§ The exercise:
Print each line of the listing once more, precisely as given.

[start of The records]

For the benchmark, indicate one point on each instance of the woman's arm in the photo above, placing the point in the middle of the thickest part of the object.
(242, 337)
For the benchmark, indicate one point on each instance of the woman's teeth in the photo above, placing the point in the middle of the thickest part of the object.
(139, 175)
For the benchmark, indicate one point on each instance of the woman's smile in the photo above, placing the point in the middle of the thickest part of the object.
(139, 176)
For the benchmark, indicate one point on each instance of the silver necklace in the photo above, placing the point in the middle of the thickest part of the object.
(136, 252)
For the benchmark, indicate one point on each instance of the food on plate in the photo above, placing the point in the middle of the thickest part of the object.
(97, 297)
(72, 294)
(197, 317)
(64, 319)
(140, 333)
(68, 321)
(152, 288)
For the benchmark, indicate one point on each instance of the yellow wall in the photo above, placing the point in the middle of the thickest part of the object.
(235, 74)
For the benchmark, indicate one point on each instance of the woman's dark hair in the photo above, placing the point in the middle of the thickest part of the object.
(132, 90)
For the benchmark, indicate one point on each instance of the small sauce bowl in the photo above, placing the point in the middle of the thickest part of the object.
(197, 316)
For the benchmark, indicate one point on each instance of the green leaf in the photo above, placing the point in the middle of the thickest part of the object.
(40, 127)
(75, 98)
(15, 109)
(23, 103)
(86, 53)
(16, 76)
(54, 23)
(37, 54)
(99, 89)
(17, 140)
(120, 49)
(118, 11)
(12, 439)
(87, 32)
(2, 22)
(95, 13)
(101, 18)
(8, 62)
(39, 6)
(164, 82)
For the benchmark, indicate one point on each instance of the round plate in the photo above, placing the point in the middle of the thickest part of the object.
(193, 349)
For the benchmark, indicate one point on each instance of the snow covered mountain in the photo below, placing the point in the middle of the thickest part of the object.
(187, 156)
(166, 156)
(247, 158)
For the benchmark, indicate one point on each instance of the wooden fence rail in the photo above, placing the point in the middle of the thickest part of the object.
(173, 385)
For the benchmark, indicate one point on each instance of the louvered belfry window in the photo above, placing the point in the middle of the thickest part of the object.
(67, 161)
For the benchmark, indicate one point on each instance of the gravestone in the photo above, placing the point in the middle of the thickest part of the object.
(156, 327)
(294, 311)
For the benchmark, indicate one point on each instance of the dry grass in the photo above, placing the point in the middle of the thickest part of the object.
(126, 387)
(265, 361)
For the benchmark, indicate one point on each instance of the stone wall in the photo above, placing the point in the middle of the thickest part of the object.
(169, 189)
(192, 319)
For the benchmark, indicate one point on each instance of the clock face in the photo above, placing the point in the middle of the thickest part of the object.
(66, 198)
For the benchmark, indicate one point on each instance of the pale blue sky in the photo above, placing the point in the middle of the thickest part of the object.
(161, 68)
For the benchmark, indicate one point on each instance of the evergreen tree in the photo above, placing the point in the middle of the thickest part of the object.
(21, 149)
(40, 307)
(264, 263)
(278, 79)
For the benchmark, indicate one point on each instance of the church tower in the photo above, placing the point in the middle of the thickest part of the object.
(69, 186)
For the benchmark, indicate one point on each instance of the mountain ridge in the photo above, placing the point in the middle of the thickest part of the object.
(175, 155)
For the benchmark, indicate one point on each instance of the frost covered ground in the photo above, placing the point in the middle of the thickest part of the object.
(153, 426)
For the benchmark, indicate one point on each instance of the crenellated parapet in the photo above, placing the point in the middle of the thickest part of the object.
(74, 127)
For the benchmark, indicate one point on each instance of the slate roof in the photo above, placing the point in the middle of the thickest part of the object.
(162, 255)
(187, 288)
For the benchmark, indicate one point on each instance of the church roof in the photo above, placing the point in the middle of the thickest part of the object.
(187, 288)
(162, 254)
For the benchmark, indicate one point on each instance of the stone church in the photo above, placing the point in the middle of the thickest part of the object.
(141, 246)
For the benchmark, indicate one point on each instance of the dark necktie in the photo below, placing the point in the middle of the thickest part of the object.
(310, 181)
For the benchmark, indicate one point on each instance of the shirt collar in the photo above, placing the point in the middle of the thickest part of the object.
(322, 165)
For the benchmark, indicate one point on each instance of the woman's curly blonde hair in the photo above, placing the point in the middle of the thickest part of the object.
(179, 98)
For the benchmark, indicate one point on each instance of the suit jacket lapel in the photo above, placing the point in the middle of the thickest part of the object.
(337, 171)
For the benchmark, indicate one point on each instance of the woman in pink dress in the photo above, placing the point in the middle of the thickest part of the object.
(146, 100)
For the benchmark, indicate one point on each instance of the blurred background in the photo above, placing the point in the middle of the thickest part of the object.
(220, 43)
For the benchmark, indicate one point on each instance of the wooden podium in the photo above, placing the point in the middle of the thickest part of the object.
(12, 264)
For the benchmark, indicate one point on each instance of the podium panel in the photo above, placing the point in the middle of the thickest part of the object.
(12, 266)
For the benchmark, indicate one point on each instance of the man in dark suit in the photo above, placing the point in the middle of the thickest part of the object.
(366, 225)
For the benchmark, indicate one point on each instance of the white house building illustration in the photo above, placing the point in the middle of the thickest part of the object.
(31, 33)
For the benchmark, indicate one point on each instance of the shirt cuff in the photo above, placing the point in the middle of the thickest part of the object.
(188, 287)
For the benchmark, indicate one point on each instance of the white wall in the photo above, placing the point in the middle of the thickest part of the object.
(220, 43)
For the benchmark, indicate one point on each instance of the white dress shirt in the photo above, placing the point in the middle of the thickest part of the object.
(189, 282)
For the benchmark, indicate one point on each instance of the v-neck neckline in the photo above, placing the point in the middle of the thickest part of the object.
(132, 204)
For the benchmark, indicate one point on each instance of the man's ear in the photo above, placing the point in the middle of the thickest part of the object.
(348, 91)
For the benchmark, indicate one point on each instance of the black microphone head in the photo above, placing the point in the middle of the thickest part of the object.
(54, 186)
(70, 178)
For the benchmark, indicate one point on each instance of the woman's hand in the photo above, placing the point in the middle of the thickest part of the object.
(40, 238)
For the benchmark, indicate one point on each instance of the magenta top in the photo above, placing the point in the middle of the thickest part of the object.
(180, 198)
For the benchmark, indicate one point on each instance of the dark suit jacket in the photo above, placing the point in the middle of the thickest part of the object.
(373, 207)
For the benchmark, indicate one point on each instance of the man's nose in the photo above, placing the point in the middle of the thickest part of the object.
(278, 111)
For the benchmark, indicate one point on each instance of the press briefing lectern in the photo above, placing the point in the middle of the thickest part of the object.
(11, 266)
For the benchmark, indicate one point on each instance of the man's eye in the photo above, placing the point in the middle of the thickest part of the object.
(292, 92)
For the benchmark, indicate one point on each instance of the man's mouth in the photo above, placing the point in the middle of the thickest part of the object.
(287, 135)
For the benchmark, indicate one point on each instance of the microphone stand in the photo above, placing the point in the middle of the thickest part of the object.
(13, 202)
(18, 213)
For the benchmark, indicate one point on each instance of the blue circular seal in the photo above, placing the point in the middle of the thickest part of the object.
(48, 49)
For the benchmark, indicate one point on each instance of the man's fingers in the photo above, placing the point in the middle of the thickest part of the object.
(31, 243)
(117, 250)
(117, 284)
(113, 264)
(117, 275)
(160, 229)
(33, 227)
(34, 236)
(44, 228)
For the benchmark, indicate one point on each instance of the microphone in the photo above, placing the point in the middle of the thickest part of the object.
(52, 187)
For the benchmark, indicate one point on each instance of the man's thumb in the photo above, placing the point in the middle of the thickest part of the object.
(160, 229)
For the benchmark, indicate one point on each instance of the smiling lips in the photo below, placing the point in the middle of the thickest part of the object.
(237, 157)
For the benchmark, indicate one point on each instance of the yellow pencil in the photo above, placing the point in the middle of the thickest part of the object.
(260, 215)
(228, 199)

[end of The records]

§ In response:
For the benchmark, indicate one point on each instance of the woman's arm in the photo above, placing the point in the middle of the thickest part of the object.
(242, 337)
For the benchmark, indicate one point on each instance of the woman's teeth in the photo above, placing the point in the middle of the thickest part of the object.
(139, 175)
For the benchmark, indicate one point on each instance of the woman's smile in the photo above, placing the point in the middle of the thickest part of the object.
(139, 176)
For the benchmark, indicate one point on each instance of the silver necklace in the photo above, placing the point in the middle of the thickest part of the object.
(136, 252)
For the benchmark, indicate one point on each instance of the food on plate in the photo above, placing the point in the middle of the thickest part of the object.
(97, 297)
(72, 294)
(197, 317)
(64, 319)
(140, 333)
(68, 321)
(152, 288)
For the benchmark, indicate one point on each instance of the yellow wall in the photo above, placing the point in the middle of the thickest part of the object.
(235, 74)
For the benchmark, indicate one point on each instance of the woman's dark hair in the photo above, placing the point in the middle of the thickest part of the object.
(132, 90)
For the benchmark, indicate one point on each instance of the small sauce bowl in the photo above, placing the point in the middle of the thickest part of the object.
(197, 316)
For the benchmark, indicate one point on each instance of the green leaf in the photo above, placing the point in the middle of the thickest part of the object.
(40, 127)
(75, 98)
(15, 109)
(23, 103)
(86, 53)
(16, 76)
(54, 23)
(37, 54)
(99, 89)
(17, 140)
(120, 49)
(118, 11)
(12, 439)
(87, 32)
(2, 22)
(95, 13)
(101, 18)
(8, 62)
(39, 6)
(164, 82)
For the benchmark, indicate one point on each instance of the round plate in the photo above, placing the point in the middle of the thickest part of the object.
(193, 349)
For the benchmark, indicate one point on each instance of the snow covered mountain in the photo below, placing the point in the middle of the thickest part of the object.
(187, 156)
(166, 156)
(247, 158)
For the benchmark, indicate one point on each instance of the wooden fence rail in the photo above, placing the point in the middle of the thickest part of the object.
(173, 385)
For the benchmark, indicate one point on each instance of the louvered belfry window in the photo above, placing the point in the middle of the thickest part of the object.
(67, 161)
For the benchmark, indicate one point on each instance of the gravestone in the photo above, placing the point in the middle of the thickest part of the object.
(156, 327)
(294, 311)
For the benchmark, indicate one point on each instance of the dry grass in the photo above, placing the point in the middle of the thickest part of the object.
(126, 387)
(265, 361)
For the benchmark, indicate one point on each instance of the stone wall in the photo above, placing the point in the middle of the thickest part of the object.
(169, 189)
(192, 319)
For the benchmark, indicate one point on each instance of the clock face in the photo above, placing the point in the middle of the thickest part of the object.
(66, 198)
For the benchmark, indicate one point on each instance of the pale blue sky in the photo above, placing the point in the middle of the thickest part of the object.
(161, 68)
For the benchmark, indicate one point on each instance of the evergreen tree in the photo above, placing the point in the middle of the thickest part of the object.
(21, 149)
(40, 307)
(264, 263)
(278, 79)
For the benchmark, indicate one point on each instance of the church tower in the photo above, placing the point in the middle of the thickest part of the object.
(69, 186)
For the benchmark, indicate one point on each instance of the mountain ridge in the photo above, placing the point in the middle of the thickest part of the object.
(175, 155)
For the benchmark, indicate one point on each instance of the frost covered ground in the photo above, placing the point in the middle of the thickest part of the object.
(153, 426)
For the benchmark, indicate one point on each instance of the crenellated parapet in the photo above, placing the point in the middle of the thickest part of the object.
(74, 127)
For the benchmark, indicate one point on each instance of the slate roof in the photo above, placing the point in the middle of the thickest part of the object.
(162, 255)
(187, 288)
For the benchmark, indicate one point on each instance of the church roof in the photo above, placing the point in the middle of the thickest part of the object.
(187, 288)
(162, 254)
For the benchmark, indicate one point on each instance of the stone church in the photo above, placing the point in the middle of the thickest part of the object.
(141, 246)
For the benchmark, indicate one point on each instance of the dark necktie in the photo below, placing the point in the middle of the thickest part of the object.
(310, 181)
For the benchmark, indicate one point on each instance of the shirt collar in the photo above, placing the point in the middle of the thickest part of the object.
(322, 165)
For the benchmark, indicate one point on each instance of the woman's curly blonde hair in the photo above, placing the point in the middle of the thickest part of the object.
(179, 98)
For the benchmark, indicate one point on each instance of the suit jacket lapel in the photo above, placing the point in the middle of the thickest part of the object.
(337, 171)
For the benchmark, indicate one point on each instance of the woman in pink dress in the photo above, placing the point in the middle of the thickest part of the object.
(146, 100)
For the benchmark, indicate one point on each instance of the blurred background in the photo above, placing the point in the middle of the thickest part of the object.
(220, 43)
For the benchmark, indicate one point on each instance of the wooden podium in the photo above, placing the point in the middle of the thickest part of the object.
(12, 264)
For the benchmark, indicate one point on each instance of the podium panel in the photo above, placing the point in the middle of the thickest part of the object.
(12, 266)
For the benchmark, indicate one point on each instance of the man in dark suit in the photo above, placing the point in the middle of the thickest part of the object.
(366, 225)
For the benchmark, indicate one point on each instance of the white house building illustration in the photo above, placing the point in the middle of the thickest part of the object.
(31, 33)
For the benchmark, indicate one point on each instance of the shirt cuff in the photo above, placing the point in the middle of the thickest part of the object.
(188, 287)
For the benchmark, indicate one point on each instance of the white wall in the photo above, placing the point in the middle of the thickest part of the object.
(220, 43)
For the benchmark, indicate one point on each instance of the white dress shirt in the photo above, placing the point in the middle of the thickest part of the object.
(189, 282)
For the benchmark, indicate one point on each instance of the v-neck neckline in the photo above, placing the point in the middle of the thickest part of the object.
(132, 204)
For the benchmark, indicate one point on each instance of the man's ear in the photo above, placing the point in the middle of the thickest part of the object.
(348, 91)
For the benchmark, indicate one point on each instance of the black microphone head in the photo above, placing the point in the middle of the thickest part of the object.
(54, 186)
(70, 178)
For the benchmark, indicate one point on each instance of the woman's hand in the photo above, placing the point in the middle of the thickest part of the object.
(40, 238)
For the benchmark, indicate one point on each instance of the magenta top in the photo above, placing the point in the middle of the thickest part of the object.
(180, 198)
For the benchmark, indicate one point on each instance of the dark suit jacket in the photo above, placing the point in the middle of the thickest part of the object.
(373, 207)
For the benchmark, indicate one point on each instance of the man's nose in the photo above, placing the point in the middle of the thickest part of the object.
(278, 111)
For the benchmark, indicate one point on each instance of the press briefing lectern in the photo above, placing the point in the middle of the thickest part of the object.
(11, 266)
For the benchmark, indicate one point on each instance of the man's eye in the photo above, placing the point in the middle of the thickest part of the object.
(292, 92)
For the benchmark, indicate one point on each instance of the man's mouth in the photo above, placing the point in the middle of the thickest part of the object.
(287, 135)
For the benchmark, indicate one point on each instance of the microphone stand in the photo above, placing the point in the middle of the thickest part of the object.
(13, 202)
(18, 213)
For the benchmark, indicate one point on each instance of the blue circular seal in the photo above, placing the point in the middle of the thickest part of the object.
(48, 49)
For the benchmark, indicate one point on each instance of the man's fingers in the photo above, placing the point in the middle of the thickest part of the object.
(31, 243)
(117, 250)
(117, 284)
(113, 264)
(117, 275)
(160, 229)
(33, 227)
(34, 236)
(44, 228)
For the benchmark, indicate one point on each instance of the microphone in the photo above, placing the point in the middle of the thickest part of the object.
(52, 187)
For the benchmark, indicate one point on each instance of the man's thumb in the photo above, placing the point in the middle of the thickest part of the object.
(160, 229)
For the benchmark, indicate one point on each instance of the smiling lips in the photo below, placing the point in the middle of the thickest part of the object.
(237, 157)
For the benchmark, indicate one point on each instance of the yellow pencil in the photo above, placing the point in the middle of the thickest part of the object.
(260, 215)
(228, 199)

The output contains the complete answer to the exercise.